Exercises ->
[1] According to the text on extending an AGM, by how long at most may the Registrar extend the time for holding an annual general meeting?
[2] Continue the text on filing for an AGM extension from its last sentence.

Reading text ->
★ ★ ★ ★ ★ ★ ★

Procedure to file for extension of holding an AGM for Company
The Annual General Meeting (AGM) is an important governance process for the members of an organization. It can ensure transparency, provide updates and give members an opportunity to vote on a range of matters. Board should use the AGM to communicate with investors and encourage their participation. It is not simply a forum for the directors to present speeches to shareholders, but for shareholders to ask questions and debate.
Provisions under the Companies Act pertaining to AGM’s
According to Section 96 of the Companies Act, 2013, every company other than a One Person Company shall in each year hold in addition to any other meetings, a general meeting as its annual general meeting. Not more than 15 months shall elapse between the date of one annual general meeting of a company and that the next.
In case of the first annual general meeting, it shall be held within 9 months from the date of closing of the first financial year of the company. In any other case annual general meeting shall be held within 6 months from the date of closing of the financial year.
The Registrar may, for any special reason, extend the time within which any annual general meeting, other than the first annual general meeting, shall be held, by a period not exceeding 3 months.
Reasons for seeking extension of AGM
Some reasons for extension of AGM are:
- Mergers & acquisitions
- Delay in finalizing the Financials
- Delay in audit reports due to non-availability of auditors because of resignation, death, incapacity to sign or such other valid reason
- Loss of data in computer due to virus/system problem
- Natural Calamity
- Change in financial year
- Non availability of shareholders which may result in absence of quorum
- Non-availability of directors on the valid grounds. For instance, sudden death of Directors and consequence of this the limit of directors goes below the minimum requirements of directors.
- Confiscation of Books of accounts by Income Tax Department, Serious and Fraud Investigation Cell or any other Government officials.
Procedure to file application for extension of time for holding AGM:

E Form GNL 1 is to be digitally signed by:
- In case category of applicant is Company, the eForm should be digitally signed by director or manager or secretary or CEO or CFO of the Indian company duly authorized by the board of directors.
- In case category of applicant is Foreign Company, the eForm should be digitally signed by the authorized representative.

★ ★ ★ ★ ★ ★ ★

[Natural-language object grounding data]
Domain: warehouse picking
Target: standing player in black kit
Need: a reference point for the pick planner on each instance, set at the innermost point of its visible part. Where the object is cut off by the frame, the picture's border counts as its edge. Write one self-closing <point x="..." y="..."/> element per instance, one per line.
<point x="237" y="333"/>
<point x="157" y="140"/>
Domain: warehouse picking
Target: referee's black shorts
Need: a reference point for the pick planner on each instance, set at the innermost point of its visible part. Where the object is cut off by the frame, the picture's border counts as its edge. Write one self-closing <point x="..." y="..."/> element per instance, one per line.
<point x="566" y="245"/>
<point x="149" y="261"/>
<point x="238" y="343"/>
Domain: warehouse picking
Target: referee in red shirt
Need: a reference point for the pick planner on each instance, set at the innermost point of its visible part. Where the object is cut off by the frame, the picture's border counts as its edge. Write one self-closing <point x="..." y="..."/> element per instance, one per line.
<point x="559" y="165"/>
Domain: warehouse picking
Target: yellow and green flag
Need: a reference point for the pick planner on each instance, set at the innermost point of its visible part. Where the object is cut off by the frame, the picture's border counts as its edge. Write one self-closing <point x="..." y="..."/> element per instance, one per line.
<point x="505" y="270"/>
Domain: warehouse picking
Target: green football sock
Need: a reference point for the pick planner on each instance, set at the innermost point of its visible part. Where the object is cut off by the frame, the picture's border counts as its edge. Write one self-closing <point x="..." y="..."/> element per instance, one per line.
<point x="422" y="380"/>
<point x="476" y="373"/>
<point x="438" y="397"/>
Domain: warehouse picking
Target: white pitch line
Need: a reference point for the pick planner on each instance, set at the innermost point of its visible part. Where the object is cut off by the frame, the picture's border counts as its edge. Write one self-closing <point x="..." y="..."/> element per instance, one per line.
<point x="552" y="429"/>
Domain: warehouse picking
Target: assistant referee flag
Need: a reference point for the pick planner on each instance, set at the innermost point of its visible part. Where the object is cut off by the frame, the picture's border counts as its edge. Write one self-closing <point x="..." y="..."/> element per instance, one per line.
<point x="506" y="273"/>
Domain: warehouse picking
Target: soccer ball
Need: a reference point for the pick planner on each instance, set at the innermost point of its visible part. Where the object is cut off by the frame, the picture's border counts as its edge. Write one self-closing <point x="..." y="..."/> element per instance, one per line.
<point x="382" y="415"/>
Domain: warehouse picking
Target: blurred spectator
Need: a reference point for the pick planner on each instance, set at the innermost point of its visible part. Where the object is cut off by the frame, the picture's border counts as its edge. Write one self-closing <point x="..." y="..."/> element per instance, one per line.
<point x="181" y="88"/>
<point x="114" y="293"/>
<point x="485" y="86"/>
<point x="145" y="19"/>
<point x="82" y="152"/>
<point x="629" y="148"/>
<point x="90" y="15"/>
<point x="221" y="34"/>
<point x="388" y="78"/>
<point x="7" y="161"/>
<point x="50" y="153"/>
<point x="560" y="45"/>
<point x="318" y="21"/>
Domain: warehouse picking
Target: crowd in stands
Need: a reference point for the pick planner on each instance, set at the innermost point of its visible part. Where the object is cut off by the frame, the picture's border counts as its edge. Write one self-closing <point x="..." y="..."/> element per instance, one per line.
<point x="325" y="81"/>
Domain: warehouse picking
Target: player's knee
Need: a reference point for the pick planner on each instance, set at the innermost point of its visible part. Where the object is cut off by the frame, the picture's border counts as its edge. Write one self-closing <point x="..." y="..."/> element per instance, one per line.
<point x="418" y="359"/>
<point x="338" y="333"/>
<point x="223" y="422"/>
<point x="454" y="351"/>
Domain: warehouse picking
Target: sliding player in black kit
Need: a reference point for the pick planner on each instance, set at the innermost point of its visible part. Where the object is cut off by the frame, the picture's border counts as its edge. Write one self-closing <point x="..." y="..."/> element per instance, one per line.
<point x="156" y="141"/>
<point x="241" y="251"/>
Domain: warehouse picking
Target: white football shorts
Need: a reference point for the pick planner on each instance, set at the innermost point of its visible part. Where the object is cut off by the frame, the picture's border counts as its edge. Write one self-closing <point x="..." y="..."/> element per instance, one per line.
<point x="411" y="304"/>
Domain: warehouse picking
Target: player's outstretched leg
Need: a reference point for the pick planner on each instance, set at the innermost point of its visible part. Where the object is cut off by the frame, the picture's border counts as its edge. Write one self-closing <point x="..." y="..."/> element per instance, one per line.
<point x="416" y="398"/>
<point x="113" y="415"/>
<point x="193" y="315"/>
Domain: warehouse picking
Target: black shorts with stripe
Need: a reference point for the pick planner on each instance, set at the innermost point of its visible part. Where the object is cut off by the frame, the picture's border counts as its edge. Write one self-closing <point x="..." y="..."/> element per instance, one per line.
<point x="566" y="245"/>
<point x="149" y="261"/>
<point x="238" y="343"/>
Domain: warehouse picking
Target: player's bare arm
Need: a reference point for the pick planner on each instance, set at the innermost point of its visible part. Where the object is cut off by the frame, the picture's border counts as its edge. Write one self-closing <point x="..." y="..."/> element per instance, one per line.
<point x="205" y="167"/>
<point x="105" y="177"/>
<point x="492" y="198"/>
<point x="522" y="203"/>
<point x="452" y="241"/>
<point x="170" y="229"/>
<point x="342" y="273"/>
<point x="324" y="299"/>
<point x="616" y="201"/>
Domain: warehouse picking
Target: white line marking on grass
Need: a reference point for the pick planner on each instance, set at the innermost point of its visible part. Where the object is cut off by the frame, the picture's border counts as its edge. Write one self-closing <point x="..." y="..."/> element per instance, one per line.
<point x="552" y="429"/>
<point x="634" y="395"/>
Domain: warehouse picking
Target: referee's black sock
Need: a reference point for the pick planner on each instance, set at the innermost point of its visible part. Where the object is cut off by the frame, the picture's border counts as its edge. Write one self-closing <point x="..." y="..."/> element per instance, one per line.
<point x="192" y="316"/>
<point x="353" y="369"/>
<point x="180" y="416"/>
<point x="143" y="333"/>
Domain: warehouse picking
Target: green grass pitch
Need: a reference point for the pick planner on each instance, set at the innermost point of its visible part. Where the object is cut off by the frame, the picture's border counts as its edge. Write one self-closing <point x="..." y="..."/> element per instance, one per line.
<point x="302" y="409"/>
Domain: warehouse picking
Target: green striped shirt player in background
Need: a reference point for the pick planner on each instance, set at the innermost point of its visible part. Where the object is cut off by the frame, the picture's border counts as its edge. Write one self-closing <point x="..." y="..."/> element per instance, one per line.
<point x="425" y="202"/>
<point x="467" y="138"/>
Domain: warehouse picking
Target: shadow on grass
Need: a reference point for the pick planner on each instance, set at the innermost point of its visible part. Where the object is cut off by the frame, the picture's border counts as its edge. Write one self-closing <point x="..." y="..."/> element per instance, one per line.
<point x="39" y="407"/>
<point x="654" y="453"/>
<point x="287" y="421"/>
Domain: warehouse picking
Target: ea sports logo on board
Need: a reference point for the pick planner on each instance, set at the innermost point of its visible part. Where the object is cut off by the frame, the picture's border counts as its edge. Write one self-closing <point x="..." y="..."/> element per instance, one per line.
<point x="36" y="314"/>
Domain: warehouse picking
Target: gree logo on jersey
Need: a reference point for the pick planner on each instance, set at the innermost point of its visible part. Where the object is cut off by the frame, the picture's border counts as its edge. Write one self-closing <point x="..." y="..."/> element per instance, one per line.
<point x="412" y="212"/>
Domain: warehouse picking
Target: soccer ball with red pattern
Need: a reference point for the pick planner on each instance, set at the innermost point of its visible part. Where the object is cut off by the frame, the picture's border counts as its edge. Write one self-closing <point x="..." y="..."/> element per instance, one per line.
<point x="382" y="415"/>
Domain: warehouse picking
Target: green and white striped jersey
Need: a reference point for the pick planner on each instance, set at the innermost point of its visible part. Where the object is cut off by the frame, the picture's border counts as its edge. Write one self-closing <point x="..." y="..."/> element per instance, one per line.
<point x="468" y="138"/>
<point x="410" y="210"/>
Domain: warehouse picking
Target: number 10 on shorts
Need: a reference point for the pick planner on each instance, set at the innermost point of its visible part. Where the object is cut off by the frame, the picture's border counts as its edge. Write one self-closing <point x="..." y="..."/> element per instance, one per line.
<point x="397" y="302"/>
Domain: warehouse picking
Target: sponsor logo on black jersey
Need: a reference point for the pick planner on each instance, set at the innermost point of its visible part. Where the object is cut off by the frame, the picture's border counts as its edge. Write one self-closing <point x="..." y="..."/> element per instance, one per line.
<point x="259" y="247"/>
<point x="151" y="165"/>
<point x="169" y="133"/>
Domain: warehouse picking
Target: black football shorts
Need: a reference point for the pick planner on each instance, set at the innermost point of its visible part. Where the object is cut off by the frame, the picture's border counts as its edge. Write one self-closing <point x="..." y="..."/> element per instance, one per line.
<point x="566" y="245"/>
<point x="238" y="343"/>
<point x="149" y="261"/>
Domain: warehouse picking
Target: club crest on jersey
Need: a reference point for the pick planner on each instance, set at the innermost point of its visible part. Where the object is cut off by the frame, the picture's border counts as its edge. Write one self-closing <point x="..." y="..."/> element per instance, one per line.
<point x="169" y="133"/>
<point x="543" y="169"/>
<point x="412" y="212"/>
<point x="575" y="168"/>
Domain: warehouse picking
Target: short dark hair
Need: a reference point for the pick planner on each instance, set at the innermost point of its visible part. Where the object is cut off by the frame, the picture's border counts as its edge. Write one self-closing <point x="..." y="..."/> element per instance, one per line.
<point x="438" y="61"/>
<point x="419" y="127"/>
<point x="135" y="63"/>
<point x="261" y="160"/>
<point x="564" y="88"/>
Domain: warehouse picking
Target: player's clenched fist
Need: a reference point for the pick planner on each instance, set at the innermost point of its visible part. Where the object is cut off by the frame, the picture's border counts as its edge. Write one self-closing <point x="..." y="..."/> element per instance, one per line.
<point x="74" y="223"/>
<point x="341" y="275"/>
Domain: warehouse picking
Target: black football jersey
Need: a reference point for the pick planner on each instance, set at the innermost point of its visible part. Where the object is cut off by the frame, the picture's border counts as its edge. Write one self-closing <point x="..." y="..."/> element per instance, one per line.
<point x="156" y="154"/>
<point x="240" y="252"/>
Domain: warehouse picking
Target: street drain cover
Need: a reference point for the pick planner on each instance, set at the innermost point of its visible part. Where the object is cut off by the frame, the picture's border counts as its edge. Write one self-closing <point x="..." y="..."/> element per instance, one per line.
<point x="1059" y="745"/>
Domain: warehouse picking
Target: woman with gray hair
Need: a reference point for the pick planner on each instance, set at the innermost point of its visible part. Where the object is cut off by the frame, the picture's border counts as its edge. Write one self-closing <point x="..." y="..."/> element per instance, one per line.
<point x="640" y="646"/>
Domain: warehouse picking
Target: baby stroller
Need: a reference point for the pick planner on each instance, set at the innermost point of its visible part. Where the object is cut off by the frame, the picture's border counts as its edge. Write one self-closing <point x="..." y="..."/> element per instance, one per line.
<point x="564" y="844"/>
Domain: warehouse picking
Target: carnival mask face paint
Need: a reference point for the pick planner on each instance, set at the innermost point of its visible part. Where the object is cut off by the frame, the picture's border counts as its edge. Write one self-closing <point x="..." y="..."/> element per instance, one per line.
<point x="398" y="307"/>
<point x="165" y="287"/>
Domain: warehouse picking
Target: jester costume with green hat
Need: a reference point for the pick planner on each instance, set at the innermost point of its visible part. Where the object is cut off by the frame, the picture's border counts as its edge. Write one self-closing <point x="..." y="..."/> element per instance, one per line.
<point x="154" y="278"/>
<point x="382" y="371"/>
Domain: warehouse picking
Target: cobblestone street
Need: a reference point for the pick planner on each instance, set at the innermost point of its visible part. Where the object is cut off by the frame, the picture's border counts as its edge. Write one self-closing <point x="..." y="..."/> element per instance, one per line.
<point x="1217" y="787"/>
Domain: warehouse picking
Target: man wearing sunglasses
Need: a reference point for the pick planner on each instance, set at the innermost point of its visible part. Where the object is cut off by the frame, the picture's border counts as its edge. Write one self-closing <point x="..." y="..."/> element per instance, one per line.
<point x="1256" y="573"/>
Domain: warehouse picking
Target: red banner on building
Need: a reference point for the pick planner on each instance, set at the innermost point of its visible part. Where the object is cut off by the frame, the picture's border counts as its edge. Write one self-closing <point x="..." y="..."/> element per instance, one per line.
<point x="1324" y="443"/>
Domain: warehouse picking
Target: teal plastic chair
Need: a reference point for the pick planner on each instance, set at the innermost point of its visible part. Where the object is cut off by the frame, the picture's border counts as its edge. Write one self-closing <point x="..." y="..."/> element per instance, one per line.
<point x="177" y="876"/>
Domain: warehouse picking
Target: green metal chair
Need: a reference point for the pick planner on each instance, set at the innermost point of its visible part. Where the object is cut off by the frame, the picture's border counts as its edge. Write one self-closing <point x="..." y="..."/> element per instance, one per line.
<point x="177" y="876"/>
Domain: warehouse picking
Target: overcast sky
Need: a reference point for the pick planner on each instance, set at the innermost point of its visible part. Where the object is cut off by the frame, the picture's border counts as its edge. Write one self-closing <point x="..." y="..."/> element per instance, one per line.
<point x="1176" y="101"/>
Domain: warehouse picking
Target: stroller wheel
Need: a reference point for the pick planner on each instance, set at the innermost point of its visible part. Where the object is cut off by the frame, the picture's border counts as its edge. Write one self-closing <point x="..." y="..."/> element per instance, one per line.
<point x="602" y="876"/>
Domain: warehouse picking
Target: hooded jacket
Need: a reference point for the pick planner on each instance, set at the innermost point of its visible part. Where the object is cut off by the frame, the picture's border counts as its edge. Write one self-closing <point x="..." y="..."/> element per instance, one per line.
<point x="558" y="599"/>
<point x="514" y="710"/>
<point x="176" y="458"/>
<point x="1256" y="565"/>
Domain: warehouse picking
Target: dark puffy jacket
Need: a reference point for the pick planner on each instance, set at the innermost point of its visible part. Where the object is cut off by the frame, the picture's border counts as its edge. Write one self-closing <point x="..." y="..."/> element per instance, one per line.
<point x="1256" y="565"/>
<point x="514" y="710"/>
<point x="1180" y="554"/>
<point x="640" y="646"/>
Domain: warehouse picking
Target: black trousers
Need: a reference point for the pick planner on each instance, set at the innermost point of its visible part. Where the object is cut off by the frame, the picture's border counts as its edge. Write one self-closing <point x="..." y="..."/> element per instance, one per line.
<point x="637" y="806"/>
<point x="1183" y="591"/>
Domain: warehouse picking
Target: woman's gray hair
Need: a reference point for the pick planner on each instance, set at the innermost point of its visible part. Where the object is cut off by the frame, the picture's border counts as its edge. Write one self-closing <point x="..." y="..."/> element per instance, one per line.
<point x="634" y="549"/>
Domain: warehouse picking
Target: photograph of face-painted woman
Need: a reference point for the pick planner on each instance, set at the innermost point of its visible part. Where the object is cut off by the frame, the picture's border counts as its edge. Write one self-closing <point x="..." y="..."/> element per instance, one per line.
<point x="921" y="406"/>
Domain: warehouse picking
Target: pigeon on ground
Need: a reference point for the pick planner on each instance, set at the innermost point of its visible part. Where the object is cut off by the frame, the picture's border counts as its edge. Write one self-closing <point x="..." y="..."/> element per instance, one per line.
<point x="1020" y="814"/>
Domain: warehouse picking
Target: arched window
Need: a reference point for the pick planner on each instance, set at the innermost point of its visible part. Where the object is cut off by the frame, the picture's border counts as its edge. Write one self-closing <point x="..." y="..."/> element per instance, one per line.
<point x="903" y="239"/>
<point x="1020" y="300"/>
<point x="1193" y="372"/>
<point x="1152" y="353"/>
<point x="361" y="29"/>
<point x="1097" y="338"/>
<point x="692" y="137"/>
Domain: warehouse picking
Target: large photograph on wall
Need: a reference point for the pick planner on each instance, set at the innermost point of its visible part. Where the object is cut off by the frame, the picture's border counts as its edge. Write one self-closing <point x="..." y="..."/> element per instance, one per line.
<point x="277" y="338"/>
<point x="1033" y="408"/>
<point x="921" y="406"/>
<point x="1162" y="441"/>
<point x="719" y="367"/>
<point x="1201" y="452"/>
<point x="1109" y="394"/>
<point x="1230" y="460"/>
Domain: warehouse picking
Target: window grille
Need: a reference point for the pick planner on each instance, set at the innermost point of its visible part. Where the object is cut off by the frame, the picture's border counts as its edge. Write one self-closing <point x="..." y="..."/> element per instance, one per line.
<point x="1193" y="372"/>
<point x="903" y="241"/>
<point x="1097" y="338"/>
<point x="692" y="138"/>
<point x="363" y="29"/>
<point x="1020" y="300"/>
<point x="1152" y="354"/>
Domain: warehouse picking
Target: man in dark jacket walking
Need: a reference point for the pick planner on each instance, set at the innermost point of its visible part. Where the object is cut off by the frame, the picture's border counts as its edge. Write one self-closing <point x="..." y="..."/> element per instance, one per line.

★ ★ ★ ★ ★ ★ ★

Results of the exercise ->
[1] By a period not exceeding 3 months, and not for the first annual general meeting.

[2]
- In case the person digitally signing the eForm is a Director – Enter the approved DIN.
- In case the person digitally signing the eForm is a Manager, Chief Executive Officer (CEO) or Chief Financial Officer (CFO), Authorized representative or others – Enter valid income-tax PAN.
- In case the person digitally signing the eForm is a Company Secretary – Enter valid membership number.
- In case of form being certified by practicing professional, Enter valid membership number
E Form GNL 1 is to be submitted along with the following attachments:
- Detailed application
- General profile and history of the company containing details such as name, date of incorporation, main objects of the company
- Facts of the case mentioning nature of offence and period of default, if any
- Reasons of extension
- Period for which extension is required (Note: It should not exceed three months)
Effects of grant of extension
Once the extension is being granted, the company may convene the Annual General Meeting of the Company within the period as allowed by the Registrar of Companies. Extension can be granted only once in a Financial Year as the Act does not allow Registrar of Companies to give further extension.
Penalty in case of default by the company/directors
Company and every officer of the company who is in default shall be punishable with the fine which may extend to Rs 1 lakh and in case of continuing default with a further fine which may extend to Rs 5000 for every day during which such default continues.
Compounding of Offence for not holding AGM
Compounding of offence means a mechanism wherein the defaulter company settles default by paying the money in place of prosecution, thus avoiding prolonged litigation.
If the Annual General Meeting is not held within the due date as mentioned without applying for extension of AGM with the Registrar of Companies then the company will have to apply for compounding of offence with the National Company Law Tribunal (NCLT).
Section 441 of the Companies Act, 2013 pertains to the compounding of offences. The offences which are punishable with fines and penalties can only be compounded either by Regional Director (RD) or by the National Company Law Tribunal (NCLT).